[DATA FOR REVIEW]
· · · · ·

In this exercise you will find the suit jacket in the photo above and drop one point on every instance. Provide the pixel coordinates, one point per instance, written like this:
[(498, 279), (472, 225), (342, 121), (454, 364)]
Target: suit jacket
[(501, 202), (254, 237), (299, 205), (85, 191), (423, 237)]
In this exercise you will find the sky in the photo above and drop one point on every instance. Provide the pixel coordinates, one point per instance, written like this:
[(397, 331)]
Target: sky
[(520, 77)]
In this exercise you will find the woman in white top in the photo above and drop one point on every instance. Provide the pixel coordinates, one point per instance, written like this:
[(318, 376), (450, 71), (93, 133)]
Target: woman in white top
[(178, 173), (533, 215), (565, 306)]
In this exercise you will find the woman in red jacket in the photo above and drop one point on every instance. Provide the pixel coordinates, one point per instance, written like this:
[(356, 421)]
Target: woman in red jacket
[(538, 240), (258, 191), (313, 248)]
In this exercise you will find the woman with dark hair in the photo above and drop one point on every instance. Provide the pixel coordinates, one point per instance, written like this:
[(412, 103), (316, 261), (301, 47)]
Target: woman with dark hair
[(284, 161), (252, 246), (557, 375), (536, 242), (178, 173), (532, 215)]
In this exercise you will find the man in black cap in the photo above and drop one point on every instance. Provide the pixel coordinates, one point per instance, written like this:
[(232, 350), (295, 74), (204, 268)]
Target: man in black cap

· · · · ·

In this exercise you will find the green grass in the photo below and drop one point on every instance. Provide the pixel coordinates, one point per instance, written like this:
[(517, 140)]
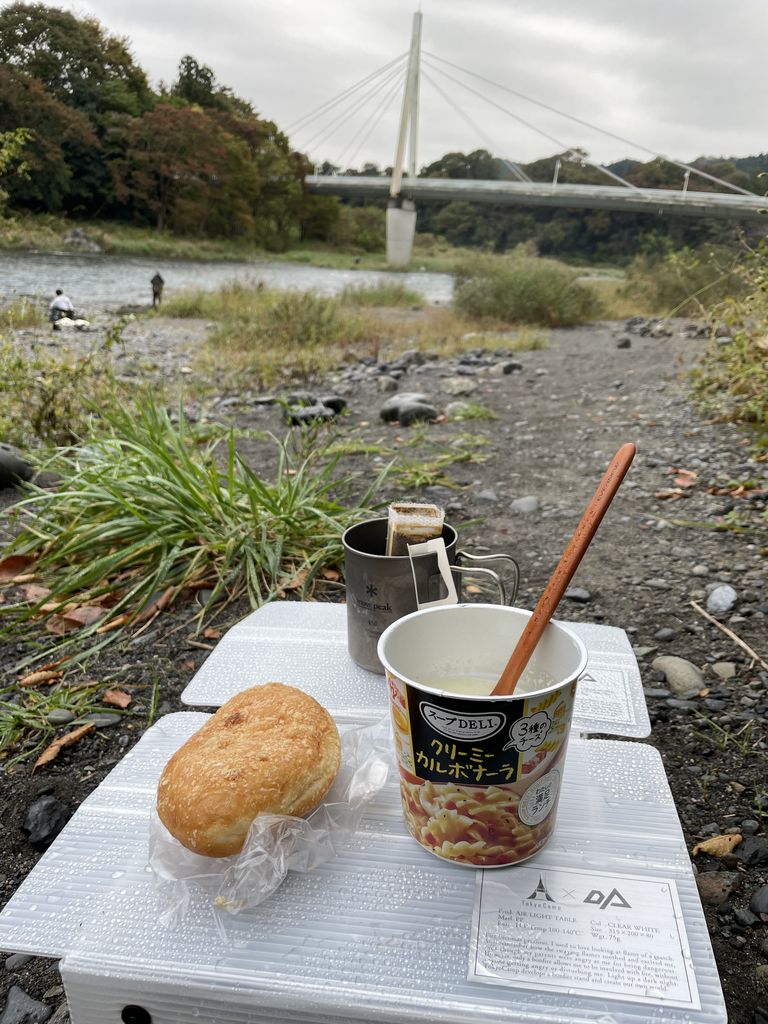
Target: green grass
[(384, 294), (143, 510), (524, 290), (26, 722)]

· · · · ·

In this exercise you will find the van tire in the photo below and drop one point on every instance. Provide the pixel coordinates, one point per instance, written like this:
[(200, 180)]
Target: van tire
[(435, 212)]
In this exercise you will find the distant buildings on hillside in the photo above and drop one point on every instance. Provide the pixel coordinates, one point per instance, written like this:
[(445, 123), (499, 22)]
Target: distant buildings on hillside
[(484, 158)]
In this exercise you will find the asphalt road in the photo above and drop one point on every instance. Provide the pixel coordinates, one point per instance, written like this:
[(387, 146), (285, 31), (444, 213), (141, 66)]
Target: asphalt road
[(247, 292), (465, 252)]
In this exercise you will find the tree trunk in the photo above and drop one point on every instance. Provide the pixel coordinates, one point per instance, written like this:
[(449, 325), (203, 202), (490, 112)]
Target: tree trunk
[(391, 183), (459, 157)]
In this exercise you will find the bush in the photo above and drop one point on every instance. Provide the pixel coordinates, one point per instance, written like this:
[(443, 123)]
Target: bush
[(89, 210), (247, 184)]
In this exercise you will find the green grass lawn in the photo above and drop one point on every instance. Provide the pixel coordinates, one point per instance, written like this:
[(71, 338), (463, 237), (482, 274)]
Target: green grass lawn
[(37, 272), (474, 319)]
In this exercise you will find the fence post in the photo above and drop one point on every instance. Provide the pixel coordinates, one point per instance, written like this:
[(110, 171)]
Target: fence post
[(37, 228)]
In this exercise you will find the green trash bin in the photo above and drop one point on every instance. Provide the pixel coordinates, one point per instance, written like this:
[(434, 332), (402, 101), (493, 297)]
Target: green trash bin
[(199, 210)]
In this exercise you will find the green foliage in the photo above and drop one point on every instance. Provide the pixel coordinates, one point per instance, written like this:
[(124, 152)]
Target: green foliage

· · · · ·

[REQUIREMENT] For this task, write out exactly the lines of the entries above, starting at the line with "Target: woman with dark hair" and ending at the line with "Target: man in black cap", both included, and no others.

[ANSWER AREA]
Target: woman with dark hair
[(284, 161), (252, 246), (557, 375), (536, 242), (178, 173), (532, 215)]
In this exercise you will find the man in black cap in the photo above and drop one point on every instance. Provide the pixel coordinates, one point per instance, written like this:
[(232, 350), (295, 74), (204, 268)]
Target: man in black cap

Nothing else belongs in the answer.